Aim of the task =
Put every line of the data below, from the line containing "Identify the roller" down to the line containing "[1142, 570]", into a JSON list of strings, one string per line and both of those lines included. Leave out blank lines, and take nothing from outside that stretch.

-- Start Given data --

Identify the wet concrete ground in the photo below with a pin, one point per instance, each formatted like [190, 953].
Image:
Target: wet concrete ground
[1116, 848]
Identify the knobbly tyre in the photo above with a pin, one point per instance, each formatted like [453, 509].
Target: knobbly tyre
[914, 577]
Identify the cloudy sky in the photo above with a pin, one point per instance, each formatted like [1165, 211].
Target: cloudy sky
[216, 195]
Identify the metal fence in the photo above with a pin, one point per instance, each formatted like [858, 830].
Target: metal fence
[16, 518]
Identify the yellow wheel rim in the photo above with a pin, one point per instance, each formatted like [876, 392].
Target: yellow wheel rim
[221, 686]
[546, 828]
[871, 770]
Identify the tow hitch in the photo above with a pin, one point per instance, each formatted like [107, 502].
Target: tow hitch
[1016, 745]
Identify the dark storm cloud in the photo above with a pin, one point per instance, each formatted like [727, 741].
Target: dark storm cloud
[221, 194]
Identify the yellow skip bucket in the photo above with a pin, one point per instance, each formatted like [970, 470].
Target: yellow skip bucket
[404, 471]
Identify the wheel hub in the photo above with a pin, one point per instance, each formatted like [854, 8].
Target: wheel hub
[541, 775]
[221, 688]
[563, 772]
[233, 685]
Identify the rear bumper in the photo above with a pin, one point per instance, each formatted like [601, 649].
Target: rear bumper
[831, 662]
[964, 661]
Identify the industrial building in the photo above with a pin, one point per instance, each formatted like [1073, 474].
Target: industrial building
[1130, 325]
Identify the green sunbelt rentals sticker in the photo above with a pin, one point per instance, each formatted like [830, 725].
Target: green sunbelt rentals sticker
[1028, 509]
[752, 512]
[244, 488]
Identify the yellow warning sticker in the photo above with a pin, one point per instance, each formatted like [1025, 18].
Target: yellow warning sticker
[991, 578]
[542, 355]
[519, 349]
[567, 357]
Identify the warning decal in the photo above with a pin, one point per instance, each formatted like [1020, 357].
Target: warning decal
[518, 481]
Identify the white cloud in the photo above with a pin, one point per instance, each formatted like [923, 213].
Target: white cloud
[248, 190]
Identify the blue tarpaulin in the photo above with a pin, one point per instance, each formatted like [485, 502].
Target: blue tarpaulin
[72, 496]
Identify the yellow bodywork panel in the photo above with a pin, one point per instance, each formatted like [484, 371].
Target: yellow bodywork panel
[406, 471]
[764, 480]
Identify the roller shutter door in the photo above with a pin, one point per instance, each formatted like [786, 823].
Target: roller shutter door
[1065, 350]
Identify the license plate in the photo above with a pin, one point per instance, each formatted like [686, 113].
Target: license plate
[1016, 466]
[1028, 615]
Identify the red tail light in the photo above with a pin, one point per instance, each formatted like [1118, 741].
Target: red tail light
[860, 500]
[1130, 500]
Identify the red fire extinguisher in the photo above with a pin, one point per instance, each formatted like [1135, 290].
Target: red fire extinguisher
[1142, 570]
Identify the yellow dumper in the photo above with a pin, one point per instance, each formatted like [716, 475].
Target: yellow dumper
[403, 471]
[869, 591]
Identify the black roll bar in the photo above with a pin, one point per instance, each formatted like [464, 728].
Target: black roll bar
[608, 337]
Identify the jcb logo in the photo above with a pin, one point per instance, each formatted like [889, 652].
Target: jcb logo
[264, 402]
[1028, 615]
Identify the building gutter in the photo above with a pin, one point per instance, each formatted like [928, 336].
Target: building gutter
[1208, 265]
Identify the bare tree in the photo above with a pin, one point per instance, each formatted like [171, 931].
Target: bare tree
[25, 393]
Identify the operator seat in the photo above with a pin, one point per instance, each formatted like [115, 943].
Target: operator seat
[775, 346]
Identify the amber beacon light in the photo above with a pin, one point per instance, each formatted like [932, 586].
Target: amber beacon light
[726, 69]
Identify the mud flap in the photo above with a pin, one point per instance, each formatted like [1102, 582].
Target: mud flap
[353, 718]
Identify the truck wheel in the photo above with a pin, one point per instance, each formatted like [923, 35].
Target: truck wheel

-- End Given data --

Exercise result =
[
  "Identify the roller shutter door in the photo above with a pin, one point per instance, each formatted like [786, 823].",
  "Target: roller shutter door",
  "[1065, 350]",
  "Identify the license plate in the photo above with a pin, one point per instance, each formatted like [686, 113].",
  "Target: license plate",
  "[1016, 466]",
  "[1028, 615]",
  "Identify the red tail light in the photo above with a pin, one point per instance, each formatted like [1118, 741].",
  "Target: red tail light",
  "[860, 500]",
  "[1130, 500]",
  "Identify the red fire extinguisher in the photo above with a pin, one point per instance, each formatted like [1135, 290].",
  "Target: red fire extinguisher",
  "[1142, 570]"
]